** START OF TEXT PROVIDED **

The ideal algorithm, which you are interested in, can be derived from an pure “edge flip” algorithm in which its ending moves are only outer-layer turns, there by making it possible to omit those last moves so that you are not doing worthless 3X3X3 restoration (as long as those moves restore only the last layer and maybe one F2L slot, as you have requested).

There is no "dedge flip" algorithm that exists (which is shorter in length than the pure edge flip algorithms) that satisfies this constraint, nor will there ever be.

Proof:
There are two main reasons for this:
[1] "Edge flip" algorithms', or even just every pure odd parity algorithm’s, main goal is to preserve the centers: if they don’t preserve the centers, then you might as well use the Cage Method (which as you know is not going to give you a world record: commutators are an inefficient way to solve the centers).
[2] The wing edges need to be separated in the beginning of the algorithm and subsequently at the end of the algorithm (which is slice turns, not outer-layer turns).

Unlike all other forms of odd parity restricted to the LL, the "one edge flip" is the case which requires the most moves (or at least it is safe to say that, no other form of odd parity will actually require more than the least moves that the one-edge flip can be done in) because the two wing edges are initially in the same composite edge.

The "r2 B2" and "B2 r2" that you see at the beginning and end of common algorithms is to bring the initially front-right wing edge to the back-left, so that the front-left and back-left are directly across from each other (or vice versa, depending on which mirror you do). (Note: there are other ways to move two winged edges besides r2 B2/l2 B2, which are originally in the same composite edge, opposite to one another, in 4 block quarter turn moves, but this is the only way to get them across from each other in 2 block half turn moves).

For example, the best opposite winged edge swap from my understanding (or its mirror) is:

l' U2 l' U2 F2 l' F2 r U2 r' U2 l2

Now, to make this a pure edge flip, it is going to cost us some more moves. We start off with adding "l2 B2" to the beginning and "B2 l2" to the end.

l2 B2
l' U2 l' U2 F2 l' F2 r U2 r' U2 l2
B2 l2

But, we have a problem: the top and bottom centers are discolored slightly.

To fix this problem, all you need to do is add 1 half turn slice in the beginning and the end:

l2 B2 l2
l' U2 l' U2 F2 l' F2 r U2 r' U2 l2
l2 B2 l2

As you probably can see, there are three block quarter turn moves which disappear due to move cancellations, and we are left with a 25 block quarter turn alg/15 block half turn alg:

l2 B2 l U2 l' U2 F2 l' F2 r U2 r' U2 B2 l2

Just as the "base" for the alg above was l' U2 l' U2 F2 l' F2 r U2 r' U2 l2, if you try, you will find that the base of r2 B2 U2 l U2 r' U2 r U2 F2 r F2 l' B2 r2 is:

r2 B2 r2
r2 U2 l U2 r' U2 r U2 F2 r F2 l' r2
r2 B2 r2

With all of that said, I just wanted to show you that you must first separate the dedge pieces (some how) in order to swap them.

As you have seen in the two previous examples, if you separate wing edges at the beginning of an alg, then you’re going to have to reverse it at the end. You are not going to be able to do the reverse of the slice turns so that all which remains after it are outer layer turns (well, unless you add in a lot of outer layer turns at the end, then maybe you could do this—you can try it, but I will not waste my time).

** END OF TEXT PROVIDED **
** START OF ENTRIES **

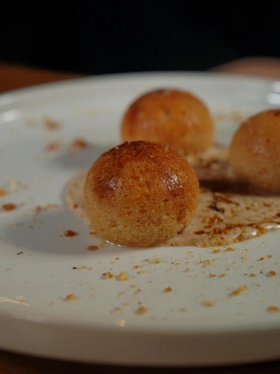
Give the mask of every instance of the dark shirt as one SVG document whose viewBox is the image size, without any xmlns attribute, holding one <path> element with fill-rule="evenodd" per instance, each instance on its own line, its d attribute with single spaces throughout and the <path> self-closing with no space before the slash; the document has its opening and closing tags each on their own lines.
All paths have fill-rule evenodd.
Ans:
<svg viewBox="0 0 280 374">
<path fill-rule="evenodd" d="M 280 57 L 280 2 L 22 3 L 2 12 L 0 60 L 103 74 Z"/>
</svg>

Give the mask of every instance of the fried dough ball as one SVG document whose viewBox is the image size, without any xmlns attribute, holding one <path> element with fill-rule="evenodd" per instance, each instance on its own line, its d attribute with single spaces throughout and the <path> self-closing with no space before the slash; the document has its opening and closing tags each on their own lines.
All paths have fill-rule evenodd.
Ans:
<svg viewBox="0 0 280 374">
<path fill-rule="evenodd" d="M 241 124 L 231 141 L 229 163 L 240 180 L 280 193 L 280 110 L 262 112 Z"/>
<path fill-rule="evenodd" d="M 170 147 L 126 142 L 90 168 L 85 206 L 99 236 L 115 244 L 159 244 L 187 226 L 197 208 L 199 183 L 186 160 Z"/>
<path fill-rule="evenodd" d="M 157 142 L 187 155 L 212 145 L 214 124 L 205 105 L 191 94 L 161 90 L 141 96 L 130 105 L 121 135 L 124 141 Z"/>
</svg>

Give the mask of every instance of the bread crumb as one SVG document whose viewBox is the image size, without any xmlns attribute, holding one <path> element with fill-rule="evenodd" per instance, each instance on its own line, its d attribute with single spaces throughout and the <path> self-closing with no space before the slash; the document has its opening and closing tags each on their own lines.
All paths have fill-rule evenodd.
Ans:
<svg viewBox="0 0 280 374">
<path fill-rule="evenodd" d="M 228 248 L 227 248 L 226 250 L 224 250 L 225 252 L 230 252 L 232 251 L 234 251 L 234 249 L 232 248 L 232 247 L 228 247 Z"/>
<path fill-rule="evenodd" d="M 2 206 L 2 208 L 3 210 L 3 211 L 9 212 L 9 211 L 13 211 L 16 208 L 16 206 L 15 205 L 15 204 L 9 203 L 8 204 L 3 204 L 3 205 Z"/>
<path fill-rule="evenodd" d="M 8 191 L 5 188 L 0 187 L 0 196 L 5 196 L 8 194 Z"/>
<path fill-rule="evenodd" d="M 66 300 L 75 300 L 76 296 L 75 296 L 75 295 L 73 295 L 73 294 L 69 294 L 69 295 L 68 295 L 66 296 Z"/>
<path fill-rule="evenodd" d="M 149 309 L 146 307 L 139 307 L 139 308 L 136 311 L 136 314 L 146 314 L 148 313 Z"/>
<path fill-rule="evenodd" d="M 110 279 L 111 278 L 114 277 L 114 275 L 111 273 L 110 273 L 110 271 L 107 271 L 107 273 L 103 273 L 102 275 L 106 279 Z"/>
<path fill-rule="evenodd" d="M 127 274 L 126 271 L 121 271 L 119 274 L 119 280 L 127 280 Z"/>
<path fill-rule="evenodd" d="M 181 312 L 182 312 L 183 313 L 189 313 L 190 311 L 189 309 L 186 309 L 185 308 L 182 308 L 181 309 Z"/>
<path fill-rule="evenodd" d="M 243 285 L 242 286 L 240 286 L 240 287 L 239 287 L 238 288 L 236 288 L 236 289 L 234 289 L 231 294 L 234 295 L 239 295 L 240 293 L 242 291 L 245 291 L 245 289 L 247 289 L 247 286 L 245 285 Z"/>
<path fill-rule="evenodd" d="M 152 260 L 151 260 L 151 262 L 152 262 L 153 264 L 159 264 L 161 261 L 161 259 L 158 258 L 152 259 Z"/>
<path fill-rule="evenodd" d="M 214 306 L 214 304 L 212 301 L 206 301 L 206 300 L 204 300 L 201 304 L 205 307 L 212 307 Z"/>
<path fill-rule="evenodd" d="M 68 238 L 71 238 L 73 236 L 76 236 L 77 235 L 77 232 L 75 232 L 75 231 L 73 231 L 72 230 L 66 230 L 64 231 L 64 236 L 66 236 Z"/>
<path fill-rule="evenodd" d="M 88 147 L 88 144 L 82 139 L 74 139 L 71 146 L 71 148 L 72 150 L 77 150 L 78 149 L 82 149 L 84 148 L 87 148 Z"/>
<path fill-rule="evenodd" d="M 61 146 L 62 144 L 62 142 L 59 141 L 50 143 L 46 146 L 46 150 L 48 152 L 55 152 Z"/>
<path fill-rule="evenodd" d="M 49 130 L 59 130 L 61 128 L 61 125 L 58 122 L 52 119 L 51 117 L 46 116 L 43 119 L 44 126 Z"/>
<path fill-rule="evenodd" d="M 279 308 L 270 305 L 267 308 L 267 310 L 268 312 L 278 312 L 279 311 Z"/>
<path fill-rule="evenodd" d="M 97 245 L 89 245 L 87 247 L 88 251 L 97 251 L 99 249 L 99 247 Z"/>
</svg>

** END OF ENTRIES **
** START OF ENTRIES **

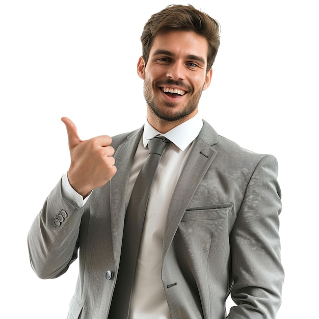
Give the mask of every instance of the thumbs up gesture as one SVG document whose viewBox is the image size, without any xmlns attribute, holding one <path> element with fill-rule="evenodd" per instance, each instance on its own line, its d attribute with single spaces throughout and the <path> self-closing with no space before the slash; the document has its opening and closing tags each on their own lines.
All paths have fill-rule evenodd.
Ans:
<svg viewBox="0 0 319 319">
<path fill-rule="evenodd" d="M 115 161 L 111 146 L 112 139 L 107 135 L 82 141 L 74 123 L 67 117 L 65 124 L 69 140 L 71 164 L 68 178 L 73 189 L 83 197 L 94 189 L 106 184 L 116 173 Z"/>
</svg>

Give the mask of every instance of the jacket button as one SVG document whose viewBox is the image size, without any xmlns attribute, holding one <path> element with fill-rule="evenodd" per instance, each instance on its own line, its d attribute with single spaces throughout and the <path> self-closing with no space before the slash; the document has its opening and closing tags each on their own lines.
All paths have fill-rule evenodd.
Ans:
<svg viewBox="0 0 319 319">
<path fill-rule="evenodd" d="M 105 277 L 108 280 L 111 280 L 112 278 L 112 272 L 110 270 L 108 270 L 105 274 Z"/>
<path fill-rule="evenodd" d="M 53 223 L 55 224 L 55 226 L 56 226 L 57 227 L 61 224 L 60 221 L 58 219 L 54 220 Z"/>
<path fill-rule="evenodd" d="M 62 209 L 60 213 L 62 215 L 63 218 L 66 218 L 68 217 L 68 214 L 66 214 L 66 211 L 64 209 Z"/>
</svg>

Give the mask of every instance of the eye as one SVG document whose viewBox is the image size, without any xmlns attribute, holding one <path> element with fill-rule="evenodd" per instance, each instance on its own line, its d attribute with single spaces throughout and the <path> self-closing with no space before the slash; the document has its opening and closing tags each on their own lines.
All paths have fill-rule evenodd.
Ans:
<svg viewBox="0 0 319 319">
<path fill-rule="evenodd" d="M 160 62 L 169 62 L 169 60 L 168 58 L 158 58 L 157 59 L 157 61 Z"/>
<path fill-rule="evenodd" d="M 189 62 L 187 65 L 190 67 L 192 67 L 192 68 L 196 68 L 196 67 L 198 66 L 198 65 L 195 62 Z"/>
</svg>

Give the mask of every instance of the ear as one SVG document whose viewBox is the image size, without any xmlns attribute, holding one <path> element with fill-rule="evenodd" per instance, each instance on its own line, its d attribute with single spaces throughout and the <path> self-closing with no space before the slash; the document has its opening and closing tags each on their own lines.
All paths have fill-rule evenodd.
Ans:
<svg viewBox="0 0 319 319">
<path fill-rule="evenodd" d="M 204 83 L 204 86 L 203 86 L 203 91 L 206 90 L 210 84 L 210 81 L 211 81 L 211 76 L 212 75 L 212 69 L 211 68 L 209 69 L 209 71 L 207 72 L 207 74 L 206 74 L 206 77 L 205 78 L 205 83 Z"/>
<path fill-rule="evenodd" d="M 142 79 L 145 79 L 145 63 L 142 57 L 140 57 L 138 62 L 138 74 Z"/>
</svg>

** END OF ENTRIES **
** START OF ENTRIES **

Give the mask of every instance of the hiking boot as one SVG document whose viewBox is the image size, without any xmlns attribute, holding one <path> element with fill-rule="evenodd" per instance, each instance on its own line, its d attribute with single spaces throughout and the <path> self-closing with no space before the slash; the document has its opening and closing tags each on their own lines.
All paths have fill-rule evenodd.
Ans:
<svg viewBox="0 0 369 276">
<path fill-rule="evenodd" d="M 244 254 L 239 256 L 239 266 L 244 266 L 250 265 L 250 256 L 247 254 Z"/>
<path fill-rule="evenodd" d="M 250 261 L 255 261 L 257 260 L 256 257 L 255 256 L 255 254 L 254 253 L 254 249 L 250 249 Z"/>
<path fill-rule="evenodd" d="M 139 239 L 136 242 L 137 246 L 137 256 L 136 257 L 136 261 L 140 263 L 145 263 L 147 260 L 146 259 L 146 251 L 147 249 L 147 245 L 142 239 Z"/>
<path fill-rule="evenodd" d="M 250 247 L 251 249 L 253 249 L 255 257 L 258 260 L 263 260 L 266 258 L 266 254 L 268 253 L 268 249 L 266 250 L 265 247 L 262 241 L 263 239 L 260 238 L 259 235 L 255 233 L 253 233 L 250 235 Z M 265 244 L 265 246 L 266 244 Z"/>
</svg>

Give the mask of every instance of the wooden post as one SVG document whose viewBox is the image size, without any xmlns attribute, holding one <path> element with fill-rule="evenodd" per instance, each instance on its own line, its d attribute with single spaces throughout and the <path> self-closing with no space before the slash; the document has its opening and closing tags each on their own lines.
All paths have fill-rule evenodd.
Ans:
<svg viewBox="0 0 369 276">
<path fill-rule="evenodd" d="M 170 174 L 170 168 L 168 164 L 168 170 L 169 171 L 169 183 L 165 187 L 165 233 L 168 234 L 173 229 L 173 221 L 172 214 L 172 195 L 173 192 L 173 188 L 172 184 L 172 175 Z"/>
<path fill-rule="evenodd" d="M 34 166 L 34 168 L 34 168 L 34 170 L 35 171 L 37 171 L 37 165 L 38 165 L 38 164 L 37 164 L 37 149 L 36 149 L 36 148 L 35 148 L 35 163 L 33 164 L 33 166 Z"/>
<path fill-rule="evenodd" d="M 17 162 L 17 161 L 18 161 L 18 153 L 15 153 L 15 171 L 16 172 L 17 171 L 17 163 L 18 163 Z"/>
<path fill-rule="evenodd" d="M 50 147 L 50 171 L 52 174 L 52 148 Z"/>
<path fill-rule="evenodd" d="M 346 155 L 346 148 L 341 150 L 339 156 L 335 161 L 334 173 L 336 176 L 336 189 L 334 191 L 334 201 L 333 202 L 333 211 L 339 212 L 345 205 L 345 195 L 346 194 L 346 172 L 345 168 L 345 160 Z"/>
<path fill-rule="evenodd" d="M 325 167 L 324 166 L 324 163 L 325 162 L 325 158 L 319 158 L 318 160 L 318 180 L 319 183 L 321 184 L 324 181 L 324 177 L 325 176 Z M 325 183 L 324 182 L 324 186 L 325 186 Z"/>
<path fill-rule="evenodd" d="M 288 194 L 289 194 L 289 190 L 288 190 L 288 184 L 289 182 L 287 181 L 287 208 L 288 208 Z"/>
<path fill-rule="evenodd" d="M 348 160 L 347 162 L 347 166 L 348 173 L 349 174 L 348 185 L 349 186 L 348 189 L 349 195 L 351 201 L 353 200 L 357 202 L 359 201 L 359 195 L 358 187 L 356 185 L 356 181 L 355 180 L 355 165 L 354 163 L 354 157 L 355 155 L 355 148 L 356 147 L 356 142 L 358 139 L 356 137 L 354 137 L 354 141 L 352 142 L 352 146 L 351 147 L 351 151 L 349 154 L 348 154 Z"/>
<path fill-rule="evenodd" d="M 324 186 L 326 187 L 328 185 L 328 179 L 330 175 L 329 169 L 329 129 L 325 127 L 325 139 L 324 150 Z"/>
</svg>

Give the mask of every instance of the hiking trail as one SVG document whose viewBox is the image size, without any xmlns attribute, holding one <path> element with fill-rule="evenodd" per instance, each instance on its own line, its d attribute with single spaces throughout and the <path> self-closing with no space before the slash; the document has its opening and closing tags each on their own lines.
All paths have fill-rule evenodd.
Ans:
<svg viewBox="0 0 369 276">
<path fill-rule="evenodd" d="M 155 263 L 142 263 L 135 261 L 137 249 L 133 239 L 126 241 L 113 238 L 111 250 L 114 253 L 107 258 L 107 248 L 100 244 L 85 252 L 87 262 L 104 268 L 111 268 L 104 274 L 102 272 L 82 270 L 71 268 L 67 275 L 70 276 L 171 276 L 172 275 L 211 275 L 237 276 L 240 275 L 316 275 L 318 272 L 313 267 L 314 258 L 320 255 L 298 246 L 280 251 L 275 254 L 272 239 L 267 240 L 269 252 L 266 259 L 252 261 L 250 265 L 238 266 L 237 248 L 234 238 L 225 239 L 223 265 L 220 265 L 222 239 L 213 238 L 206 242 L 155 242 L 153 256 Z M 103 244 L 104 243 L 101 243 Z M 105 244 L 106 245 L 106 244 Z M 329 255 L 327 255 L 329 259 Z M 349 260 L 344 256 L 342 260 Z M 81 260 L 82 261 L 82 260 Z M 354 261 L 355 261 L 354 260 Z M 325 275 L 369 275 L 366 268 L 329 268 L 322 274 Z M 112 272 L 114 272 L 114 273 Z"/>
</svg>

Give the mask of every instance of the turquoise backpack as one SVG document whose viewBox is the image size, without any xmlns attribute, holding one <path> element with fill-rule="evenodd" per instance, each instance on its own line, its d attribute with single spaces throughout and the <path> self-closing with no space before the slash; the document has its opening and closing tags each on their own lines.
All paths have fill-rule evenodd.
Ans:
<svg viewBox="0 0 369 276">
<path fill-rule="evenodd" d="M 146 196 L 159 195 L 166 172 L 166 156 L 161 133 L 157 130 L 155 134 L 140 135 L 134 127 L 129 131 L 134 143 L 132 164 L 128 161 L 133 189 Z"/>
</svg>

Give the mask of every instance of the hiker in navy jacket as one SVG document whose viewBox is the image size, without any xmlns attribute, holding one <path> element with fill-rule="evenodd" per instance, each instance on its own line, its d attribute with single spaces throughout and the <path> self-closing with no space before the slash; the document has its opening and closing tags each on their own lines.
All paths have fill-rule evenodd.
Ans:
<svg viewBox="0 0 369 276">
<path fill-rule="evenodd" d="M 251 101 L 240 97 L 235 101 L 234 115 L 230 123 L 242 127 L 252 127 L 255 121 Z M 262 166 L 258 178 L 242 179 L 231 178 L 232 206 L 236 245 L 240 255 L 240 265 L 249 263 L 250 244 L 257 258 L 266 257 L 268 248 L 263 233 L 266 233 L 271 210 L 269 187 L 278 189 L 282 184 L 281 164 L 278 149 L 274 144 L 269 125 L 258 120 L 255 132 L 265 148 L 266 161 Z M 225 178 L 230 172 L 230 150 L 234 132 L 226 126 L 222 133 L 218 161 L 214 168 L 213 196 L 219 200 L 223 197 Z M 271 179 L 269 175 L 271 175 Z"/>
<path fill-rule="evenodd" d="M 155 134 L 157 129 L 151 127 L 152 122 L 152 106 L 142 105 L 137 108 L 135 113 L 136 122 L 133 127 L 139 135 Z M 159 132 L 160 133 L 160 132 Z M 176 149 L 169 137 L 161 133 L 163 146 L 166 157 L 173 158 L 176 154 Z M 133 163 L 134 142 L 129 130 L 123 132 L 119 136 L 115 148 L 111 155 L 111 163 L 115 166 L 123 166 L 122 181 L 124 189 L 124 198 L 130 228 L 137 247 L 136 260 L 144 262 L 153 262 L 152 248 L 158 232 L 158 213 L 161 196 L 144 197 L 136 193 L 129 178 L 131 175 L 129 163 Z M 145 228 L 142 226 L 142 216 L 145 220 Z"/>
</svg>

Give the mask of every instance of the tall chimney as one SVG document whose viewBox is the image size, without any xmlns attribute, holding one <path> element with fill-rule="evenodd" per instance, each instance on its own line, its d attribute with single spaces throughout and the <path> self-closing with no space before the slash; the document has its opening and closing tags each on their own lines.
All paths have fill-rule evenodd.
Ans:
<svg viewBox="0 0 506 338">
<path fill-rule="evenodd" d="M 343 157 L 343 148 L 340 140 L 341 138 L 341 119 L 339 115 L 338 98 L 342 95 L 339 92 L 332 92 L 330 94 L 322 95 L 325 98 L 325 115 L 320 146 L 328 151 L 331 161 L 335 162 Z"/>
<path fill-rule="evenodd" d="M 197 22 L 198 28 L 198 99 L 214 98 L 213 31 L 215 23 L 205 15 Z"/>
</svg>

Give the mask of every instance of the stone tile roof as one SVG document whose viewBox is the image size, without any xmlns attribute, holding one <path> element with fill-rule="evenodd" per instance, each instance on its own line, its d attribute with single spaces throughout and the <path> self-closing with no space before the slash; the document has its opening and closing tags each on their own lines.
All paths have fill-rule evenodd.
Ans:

** END OF ENTRIES **

TASK INSTRUCTIONS →
(1) In the edge flip explanation, how long is the algorithm left after the move cancellations?
(2) From the edge flip explanation, copy out word for word the stretch from "For example, the" through "to the end.".

RESPONSES PER TASK →
(1) It is a 25 block quarter turn algorithm, or 15 block half turn.

(2)
For example, the best opposite winged edge swap from my understanding (or its mirror) is:

l' U2 l' U2 F2 l' F2 r U2 r' U2 l2

Now, to make this a pure edge flip, it is going to cost us some more moves. We start off with adding "l2 B2" to the beginning and "B2 l2" to the end.